**Listed records**
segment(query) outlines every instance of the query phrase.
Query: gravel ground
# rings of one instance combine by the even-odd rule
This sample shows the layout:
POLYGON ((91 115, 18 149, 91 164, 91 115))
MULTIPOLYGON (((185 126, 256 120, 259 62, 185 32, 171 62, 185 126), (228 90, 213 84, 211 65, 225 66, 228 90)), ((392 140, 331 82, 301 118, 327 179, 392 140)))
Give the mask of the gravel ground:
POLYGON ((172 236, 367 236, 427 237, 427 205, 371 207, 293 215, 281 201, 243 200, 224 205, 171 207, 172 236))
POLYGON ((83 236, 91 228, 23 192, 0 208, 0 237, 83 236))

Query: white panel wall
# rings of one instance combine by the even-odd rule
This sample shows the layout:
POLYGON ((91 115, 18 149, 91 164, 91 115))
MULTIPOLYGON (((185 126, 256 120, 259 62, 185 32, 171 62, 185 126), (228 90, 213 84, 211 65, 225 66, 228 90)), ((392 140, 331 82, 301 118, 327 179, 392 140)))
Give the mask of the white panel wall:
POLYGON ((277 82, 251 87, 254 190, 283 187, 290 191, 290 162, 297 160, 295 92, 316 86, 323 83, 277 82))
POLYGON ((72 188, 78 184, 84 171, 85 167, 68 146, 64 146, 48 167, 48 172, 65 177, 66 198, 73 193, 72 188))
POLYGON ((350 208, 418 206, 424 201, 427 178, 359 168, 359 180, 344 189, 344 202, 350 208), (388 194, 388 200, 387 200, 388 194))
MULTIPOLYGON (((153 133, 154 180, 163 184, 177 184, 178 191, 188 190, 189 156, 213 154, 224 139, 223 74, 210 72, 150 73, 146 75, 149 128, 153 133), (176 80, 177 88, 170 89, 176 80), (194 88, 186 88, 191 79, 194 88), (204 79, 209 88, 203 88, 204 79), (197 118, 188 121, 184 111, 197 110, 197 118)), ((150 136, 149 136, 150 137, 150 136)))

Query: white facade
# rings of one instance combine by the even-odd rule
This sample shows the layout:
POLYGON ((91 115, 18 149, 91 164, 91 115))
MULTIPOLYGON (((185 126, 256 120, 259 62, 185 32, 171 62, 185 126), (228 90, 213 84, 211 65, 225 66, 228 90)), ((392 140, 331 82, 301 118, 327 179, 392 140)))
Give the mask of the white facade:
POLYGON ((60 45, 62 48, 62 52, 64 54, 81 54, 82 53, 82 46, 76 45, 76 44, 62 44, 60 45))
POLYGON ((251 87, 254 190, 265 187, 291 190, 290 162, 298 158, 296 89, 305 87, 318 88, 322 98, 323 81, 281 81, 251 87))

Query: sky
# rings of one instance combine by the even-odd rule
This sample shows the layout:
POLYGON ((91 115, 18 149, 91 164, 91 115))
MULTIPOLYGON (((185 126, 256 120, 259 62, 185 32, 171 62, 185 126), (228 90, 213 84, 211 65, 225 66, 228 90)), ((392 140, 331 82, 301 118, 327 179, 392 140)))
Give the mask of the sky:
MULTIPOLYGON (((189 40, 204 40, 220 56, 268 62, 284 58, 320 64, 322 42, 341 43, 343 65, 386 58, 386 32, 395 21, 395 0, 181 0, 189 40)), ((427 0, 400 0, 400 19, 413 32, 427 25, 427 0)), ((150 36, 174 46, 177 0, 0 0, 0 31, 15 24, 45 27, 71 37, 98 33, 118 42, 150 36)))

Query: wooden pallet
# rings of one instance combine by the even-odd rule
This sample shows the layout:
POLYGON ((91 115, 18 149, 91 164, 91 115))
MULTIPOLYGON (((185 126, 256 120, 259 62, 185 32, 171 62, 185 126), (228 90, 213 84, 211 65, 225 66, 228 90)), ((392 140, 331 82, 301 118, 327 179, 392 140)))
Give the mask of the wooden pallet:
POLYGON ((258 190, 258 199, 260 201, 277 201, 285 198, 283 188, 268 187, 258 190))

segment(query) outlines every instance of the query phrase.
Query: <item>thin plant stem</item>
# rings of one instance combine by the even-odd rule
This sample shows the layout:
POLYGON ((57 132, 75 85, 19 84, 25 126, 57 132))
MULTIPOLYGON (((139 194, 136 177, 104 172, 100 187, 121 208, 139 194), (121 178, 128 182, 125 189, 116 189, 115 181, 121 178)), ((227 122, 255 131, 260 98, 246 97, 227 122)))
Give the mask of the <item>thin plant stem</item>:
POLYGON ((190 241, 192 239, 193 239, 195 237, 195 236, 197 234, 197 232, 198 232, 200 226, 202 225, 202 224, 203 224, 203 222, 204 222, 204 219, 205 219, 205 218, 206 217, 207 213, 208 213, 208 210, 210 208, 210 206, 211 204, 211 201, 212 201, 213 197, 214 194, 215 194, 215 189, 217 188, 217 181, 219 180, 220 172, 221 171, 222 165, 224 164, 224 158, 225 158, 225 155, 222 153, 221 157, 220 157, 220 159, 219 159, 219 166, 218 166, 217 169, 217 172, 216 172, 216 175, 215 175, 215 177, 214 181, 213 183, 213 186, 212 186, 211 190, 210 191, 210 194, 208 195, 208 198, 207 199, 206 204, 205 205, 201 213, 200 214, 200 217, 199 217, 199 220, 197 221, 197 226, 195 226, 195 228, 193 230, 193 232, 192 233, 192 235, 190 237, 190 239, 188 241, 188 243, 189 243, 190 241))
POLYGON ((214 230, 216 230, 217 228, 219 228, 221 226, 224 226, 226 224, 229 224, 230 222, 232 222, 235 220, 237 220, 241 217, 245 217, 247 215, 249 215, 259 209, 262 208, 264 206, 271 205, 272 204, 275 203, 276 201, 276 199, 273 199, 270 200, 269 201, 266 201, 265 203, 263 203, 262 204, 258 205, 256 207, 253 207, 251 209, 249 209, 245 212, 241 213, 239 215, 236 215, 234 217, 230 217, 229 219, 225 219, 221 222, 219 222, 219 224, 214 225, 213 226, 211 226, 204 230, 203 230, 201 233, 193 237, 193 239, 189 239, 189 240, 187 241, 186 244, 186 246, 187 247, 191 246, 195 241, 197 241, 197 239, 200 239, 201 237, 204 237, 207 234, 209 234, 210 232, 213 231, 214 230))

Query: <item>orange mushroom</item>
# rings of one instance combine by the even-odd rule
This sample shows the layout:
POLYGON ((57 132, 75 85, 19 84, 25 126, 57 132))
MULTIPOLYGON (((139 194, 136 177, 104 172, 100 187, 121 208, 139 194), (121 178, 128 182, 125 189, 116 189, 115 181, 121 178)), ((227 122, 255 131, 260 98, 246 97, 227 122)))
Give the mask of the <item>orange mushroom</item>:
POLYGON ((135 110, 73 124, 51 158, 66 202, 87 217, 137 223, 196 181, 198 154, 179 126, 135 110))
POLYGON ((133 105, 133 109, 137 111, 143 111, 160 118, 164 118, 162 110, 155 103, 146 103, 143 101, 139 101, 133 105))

**Work to complete**
Please give the data above again, replacing "layout" with "format" everywhere it occurs and leaving everything else unchanged.

**Exercise output**
segment(query) outlines every instance of the query phrase.
Query: gravel ground
# rings of one instance combine by the even-odd rule
This sample shows the format:
POLYGON ((91 115, 18 149, 91 164, 91 115))
MULTIPOLYGON (((185 126, 256 120, 259 62, 185 32, 171 62, 185 126), (228 90, 213 84, 211 65, 225 66, 228 90)), ((392 140, 331 82, 301 118, 327 179, 392 140)))
Give the mask of the gravel ground:
POLYGON ((172 236, 367 236, 427 237, 427 205, 371 207, 293 215, 281 201, 243 200, 224 205, 171 207, 172 236))
POLYGON ((83 236, 91 228, 23 192, 0 208, 0 237, 83 236))

Query: white panel wall
# rings of one instance combine by the even-odd rule
This sample shows the format:
POLYGON ((91 115, 18 149, 91 164, 91 115))
MULTIPOLYGON (((185 126, 256 120, 259 62, 185 32, 171 62, 185 126), (228 90, 213 84, 211 65, 225 66, 228 90)), ((392 140, 331 82, 301 118, 327 179, 392 140)))
Give the mask of the white panel wall:
POLYGON ((277 82, 251 87, 254 190, 283 187, 290 191, 290 162, 297 160, 295 92, 316 86, 323 83, 277 82))
POLYGON ((72 188, 78 184, 84 171, 85 167, 68 146, 64 146, 48 167, 48 172, 65 177, 66 198, 73 193, 72 188))
POLYGON ((350 208, 418 206, 424 201, 427 178, 359 168, 359 180, 344 189, 344 202, 350 208), (388 194, 388 200, 387 200, 388 194))
MULTIPOLYGON (((153 133, 154 180, 163 184, 177 184, 178 191, 188 190, 189 156, 213 154, 224 139, 223 74, 210 72, 150 73, 146 75, 149 128, 153 133), (176 80, 177 88, 170 89, 176 80), (194 88, 186 88, 191 79, 194 88), (204 79, 209 88, 203 88, 204 79), (197 118, 188 121, 184 111, 197 110, 197 118)), ((150 136, 149 136, 150 137, 150 136)))

Query: white facade
# rings of one instance combine by the even-odd rule
This sample shows the format:
POLYGON ((91 115, 18 149, 91 164, 91 115))
MULTIPOLYGON (((185 126, 256 120, 259 62, 185 32, 171 62, 185 126), (228 90, 213 84, 211 65, 225 66, 228 90)), ((392 140, 331 82, 301 118, 327 179, 392 140)))
Give the mask of the white facade:
POLYGON ((60 45, 62 48, 62 52, 64 54, 81 54, 82 53, 82 46, 76 45, 76 44, 62 44, 60 45))
POLYGON ((251 87, 254 190, 265 187, 291 190, 290 162, 298 158, 296 89, 305 87, 318 88, 322 98, 323 81, 281 81, 251 87))

Query: sky
# rings of one instance combine by the even-odd rule
This sample shows the format:
POLYGON ((91 115, 18 149, 91 164, 91 115))
MULTIPOLYGON (((185 126, 256 120, 259 62, 185 32, 171 62, 185 126), (228 90, 213 84, 211 65, 225 66, 228 90)), ((392 140, 331 82, 301 118, 327 179, 392 140)))
Give the mask of the sky:
MULTIPOLYGON (((189 40, 204 40, 220 56, 268 62, 284 58, 320 64, 322 42, 341 43, 343 65, 386 58, 386 32, 395 21, 395 0, 181 0, 189 40)), ((427 0, 400 0, 400 19, 413 32, 427 25, 427 0)), ((150 36, 174 46, 177 0, 0 0, 0 31, 15 24, 45 27, 71 37, 98 33, 118 42, 150 36)))

Query: wooden pallet
# rings of one instance combine by the even-odd rule
This sample shows the format:
POLYGON ((91 115, 18 149, 91 164, 91 115))
MULTIPOLYGON (((185 126, 256 120, 259 62, 185 32, 171 62, 185 126), (228 90, 213 84, 211 65, 225 66, 228 90)), ((392 140, 331 82, 301 118, 327 179, 392 140)))
Give the mask of the wooden pallet:
POLYGON ((258 190, 258 199, 260 201, 277 201, 285 198, 283 188, 268 187, 258 190))

segment(query) outlines every instance of the query phrase.
Query: <item>thin plant stem</item>
# rings of one instance combine by the even-odd rule
This sample shows the format:
POLYGON ((57 132, 75 85, 19 84, 25 126, 57 132))
MULTIPOLYGON (((139 194, 136 177, 104 172, 100 187, 121 208, 139 194), (121 178, 128 182, 125 189, 116 189, 115 181, 121 178)), ((227 122, 255 131, 260 98, 246 97, 227 122)))
Give the mask of the <item>thin plant stem</item>:
POLYGON ((190 241, 192 239, 193 239, 195 237, 195 236, 197 234, 197 232, 198 232, 200 226, 202 225, 202 224, 203 224, 203 222, 204 222, 204 219, 205 219, 205 218, 206 217, 207 213, 208 213, 208 210, 210 208, 210 206, 211 204, 211 201, 212 201, 213 197, 214 194, 215 194, 215 189, 217 188, 217 181, 219 180, 220 172, 221 171, 222 165, 224 164, 224 158, 225 158, 225 155, 222 153, 221 157, 220 157, 220 159, 219 159, 219 166, 218 166, 217 169, 217 172, 216 172, 216 175, 215 175, 215 177, 214 181, 213 183, 213 186, 212 186, 211 190, 210 191, 210 194, 208 195, 208 198, 207 199, 206 204, 205 205, 201 213, 200 214, 200 217, 199 217, 199 220, 197 221, 197 226, 195 226, 195 228, 193 230, 193 232, 192 233, 192 235, 190 237, 190 239, 188 241, 188 243, 189 243, 190 241))
POLYGON ((214 230, 216 230, 217 228, 219 228, 221 226, 224 226, 226 224, 229 224, 230 222, 232 222, 235 220, 237 220, 241 217, 245 217, 247 215, 249 215, 259 209, 262 208, 264 206, 271 205, 272 204, 275 203, 276 201, 276 199, 273 199, 270 200, 269 201, 266 201, 265 203, 263 203, 262 204, 258 205, 256 207, 253 207, 251 209, 249 209, 245 212, 241 213, 239 215, 236 215, 234 217, 230 217, 229 219, 225 219, 221 222, 219 222, 219 224, 214 225, 213 226, 211 226, 204 230, 203 230, 201 233, 193 237, 193 239, 189 239, 189 240, 187 241, 186 244, 186 246, 187 247, 191 246, 195 241, 197 241, 197 239, 200 239, 201 237, 204 237, 207 234, 209 234, 210 232, 213 231, 214 230))

Query: <item>orange mushroom</item>
# rings of one instance combine by the even-odd rule
This sample shows the format:
POLYGON ((57 132, 75 85, 19 84, 25 126, 57 132))
MULTIPOLYGON (((139 194, 136 177, 104 172, 100 187, 121 208, 139 194), (121 178, 128 182, 125 189, 116 189, 115 181, 121 178)), ((227 122, 255 131, 260 98, 246 97, 227 122)))
Give the mask of the <item>orange mushroom</item>:
POLYGON ((135 110, 73 124, 51 158, 66 202, 87 217, 137 223, 196 181, 198 154, 179 126, 135 110))
POLYGON ((133 105, 133 109, 137 111, 143 111, 160 118, 164 118, 162 110, 155 103, 146 103, 143 101, 139 101, 133 105))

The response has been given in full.